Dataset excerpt

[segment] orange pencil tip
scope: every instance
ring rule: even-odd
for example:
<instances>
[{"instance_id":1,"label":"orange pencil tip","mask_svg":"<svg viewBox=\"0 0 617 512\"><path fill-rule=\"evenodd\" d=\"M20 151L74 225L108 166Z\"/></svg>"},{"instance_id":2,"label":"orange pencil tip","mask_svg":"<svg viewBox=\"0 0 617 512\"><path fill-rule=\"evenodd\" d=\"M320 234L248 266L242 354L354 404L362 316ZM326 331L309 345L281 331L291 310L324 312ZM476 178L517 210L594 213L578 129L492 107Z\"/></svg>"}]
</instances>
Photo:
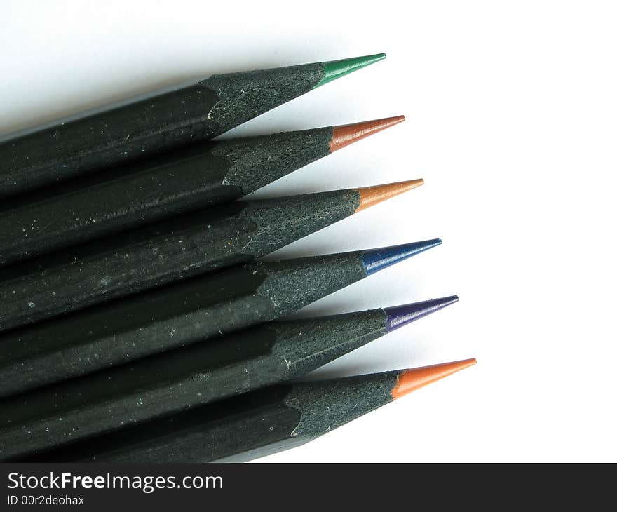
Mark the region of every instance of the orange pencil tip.
<instances>
[{"instance_id":1,"label":"orange pencil tip","mask_svg":"<svg viewBox=\"0 0 617 512\"><path fill-rule=\"evenodd\" d=\"M416 187L422 184L424 184L424 180L420 179L356 189L360 194L360 204L356 208L355 212L358 213L365 210L373 205L381 203L382 201L389 199L391 197L398 196L399 194L407 192L408 190L415 189Z\"/></svg>"},{"instance_id":2,"label":"orange pencil tip","mask_svg":"<svg viewBox=\"0 0 617 512\"><path fill-rule=\"evenodd\" d=\"M353 144L356 140L363 139L404 121L405 116L395 116L384 119L334 126L332 130L332 138L330 142L330 152L332 153L341 147Z\"/></svg>"},{"instance_id":3,"label":"orange pencil tip","mask_svg":"<svg viewBox=\"0 0 617 512\"><path fill-rule=\"evenodd\" d=\"M475 359L465 359L453 363L442 363L440 365L423 366L420 368L404 370L398 376L396 386L393 388L392 398L400 398L408 393L415 391L427 384L452 375L464 368L473 366L476 363Z\"/></svg>"}]
</instances>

= SET TASK =
Pick out all lines of the listing above that contain the word "every" and copy them.

= RESPONSE TO THE EXERCISE =
scope: every instance
Mark the region of every instance of the orange pencil tip.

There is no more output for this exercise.